*Brano*
Arriva Gioele, e lei lo imbocca, gli dà la minestra. Un’amica se lo porta fuori a giocare. Dice: «Gioele è un altro bambino. Ci aiuta ad andare avanti, a vivere. Però, ne manca sempre uno. Oggi avrebbe compiuto sei anni». A Davide, racconta, hanno dovuto dire tutto: «Non gli ho nascosto niente, purtroppo gli abbiamo dovuto dire tutta la verità, anche come è morto suo fratello». Davide è uno strano bimbo, con gli occhi da grande e un sorriso triste, amaro.
Ormai il paese è chiuso fuori, e quando vengono a bussare per chiamarla a cena, lei dice «dopo, vengo dopo», e spiega che per un anno non ci ha mai creduto che puntassero a lei, che era apatica, che dentro di sé pensava che non era vero, che era un trucco per stanare il vero colpevole, anche quando l’hanno portata in carcere, e che solo quando ha letto la sentenza della Cassazione s’è svegliata all’improvviso e s’è accorta di tutto: «C’era scritto lucida assassina, ma questa sono io. Pensano che sia io».

(Voci del dataset)
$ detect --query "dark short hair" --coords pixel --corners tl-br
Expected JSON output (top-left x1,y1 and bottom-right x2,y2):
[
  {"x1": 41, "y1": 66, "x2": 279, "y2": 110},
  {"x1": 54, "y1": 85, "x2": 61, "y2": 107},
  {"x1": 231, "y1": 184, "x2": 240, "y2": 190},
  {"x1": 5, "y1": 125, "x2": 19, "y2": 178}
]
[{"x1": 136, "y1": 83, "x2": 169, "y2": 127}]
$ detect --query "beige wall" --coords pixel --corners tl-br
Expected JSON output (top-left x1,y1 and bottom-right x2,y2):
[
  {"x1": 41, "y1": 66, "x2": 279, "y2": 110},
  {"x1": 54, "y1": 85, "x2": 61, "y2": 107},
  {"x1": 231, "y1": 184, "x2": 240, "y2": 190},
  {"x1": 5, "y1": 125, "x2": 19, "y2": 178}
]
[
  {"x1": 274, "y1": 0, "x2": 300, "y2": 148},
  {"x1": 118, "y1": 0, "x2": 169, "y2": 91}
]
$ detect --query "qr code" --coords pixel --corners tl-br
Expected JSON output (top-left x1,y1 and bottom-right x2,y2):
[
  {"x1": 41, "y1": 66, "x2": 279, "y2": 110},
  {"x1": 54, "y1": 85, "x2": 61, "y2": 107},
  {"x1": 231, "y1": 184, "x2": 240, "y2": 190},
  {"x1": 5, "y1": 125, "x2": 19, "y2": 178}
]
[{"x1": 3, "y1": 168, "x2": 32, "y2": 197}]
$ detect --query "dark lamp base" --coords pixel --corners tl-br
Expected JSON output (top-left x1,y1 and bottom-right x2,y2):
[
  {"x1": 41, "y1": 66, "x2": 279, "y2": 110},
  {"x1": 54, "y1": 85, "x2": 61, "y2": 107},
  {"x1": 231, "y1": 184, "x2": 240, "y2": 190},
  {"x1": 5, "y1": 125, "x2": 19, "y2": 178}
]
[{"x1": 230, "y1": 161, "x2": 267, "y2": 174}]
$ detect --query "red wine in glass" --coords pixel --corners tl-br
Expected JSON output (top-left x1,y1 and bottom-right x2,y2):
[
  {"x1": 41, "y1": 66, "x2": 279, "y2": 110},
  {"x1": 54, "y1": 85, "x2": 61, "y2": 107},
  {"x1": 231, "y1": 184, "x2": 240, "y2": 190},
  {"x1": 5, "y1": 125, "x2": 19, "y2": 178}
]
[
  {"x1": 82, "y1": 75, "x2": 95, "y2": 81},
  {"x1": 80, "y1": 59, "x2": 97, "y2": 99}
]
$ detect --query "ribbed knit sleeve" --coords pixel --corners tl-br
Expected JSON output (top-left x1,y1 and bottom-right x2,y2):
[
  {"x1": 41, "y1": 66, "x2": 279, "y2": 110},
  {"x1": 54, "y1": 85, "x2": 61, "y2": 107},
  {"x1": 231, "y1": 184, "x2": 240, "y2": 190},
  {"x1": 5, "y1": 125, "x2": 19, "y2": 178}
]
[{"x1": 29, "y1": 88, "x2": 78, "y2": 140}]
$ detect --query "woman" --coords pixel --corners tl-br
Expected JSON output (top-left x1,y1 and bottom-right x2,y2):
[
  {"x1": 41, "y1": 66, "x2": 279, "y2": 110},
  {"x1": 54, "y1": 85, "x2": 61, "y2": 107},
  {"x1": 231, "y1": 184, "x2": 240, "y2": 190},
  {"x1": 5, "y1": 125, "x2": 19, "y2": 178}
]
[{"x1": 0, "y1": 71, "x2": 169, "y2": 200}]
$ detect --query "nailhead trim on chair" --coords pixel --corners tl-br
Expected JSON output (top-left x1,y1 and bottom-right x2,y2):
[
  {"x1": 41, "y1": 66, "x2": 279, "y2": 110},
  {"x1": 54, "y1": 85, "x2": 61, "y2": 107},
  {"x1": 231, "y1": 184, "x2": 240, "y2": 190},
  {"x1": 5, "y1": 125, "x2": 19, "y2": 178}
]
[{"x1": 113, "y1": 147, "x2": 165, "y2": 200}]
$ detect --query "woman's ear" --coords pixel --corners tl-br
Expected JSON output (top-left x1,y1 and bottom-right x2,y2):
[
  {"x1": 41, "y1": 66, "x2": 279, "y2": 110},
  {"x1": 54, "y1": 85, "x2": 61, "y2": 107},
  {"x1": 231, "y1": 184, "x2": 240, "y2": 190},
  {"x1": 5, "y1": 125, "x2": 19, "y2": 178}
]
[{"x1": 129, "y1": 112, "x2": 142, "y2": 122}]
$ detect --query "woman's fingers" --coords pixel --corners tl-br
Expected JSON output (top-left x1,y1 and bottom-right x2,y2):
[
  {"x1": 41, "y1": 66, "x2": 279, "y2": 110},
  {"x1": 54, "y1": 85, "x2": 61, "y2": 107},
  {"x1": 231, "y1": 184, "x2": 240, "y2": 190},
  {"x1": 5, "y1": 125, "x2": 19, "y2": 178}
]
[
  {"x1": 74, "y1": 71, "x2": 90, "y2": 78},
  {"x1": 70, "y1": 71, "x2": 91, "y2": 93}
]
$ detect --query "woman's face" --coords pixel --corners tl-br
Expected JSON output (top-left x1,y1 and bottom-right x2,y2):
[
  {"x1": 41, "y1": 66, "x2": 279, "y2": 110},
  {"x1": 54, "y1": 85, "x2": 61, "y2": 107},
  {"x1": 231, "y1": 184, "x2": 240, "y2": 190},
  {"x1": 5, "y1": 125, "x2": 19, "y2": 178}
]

*Consegna*
Stabilisci se ciascuna affermazione concorda con il brano: 1. Lei dà da mangiare la minestra a Gioele. 2. A Davide è stato tenuto nascosto come è morto suo fratello. 3. Lei si è accorta di tutto solo leggendo la sentenza della Cassazione. Per ognuna rispondi sì o no e riporta le parole del brano che lo dimostrano. Le voci non servono per svolgere l'esercizio.

*Esercizio svolto*
1. Sì: «lei lo imbocca, gli dà la minestra».
2. No: «Non gli ho nascosto niente, purtroppo gli abbiamo dovuto dire tutta la verità, anche come è morto suo fratello».
3. Sì: «solo quando ha letto la sentenza della Cassazione s’è svegliata all’improvviso e s’è accorta di tutto».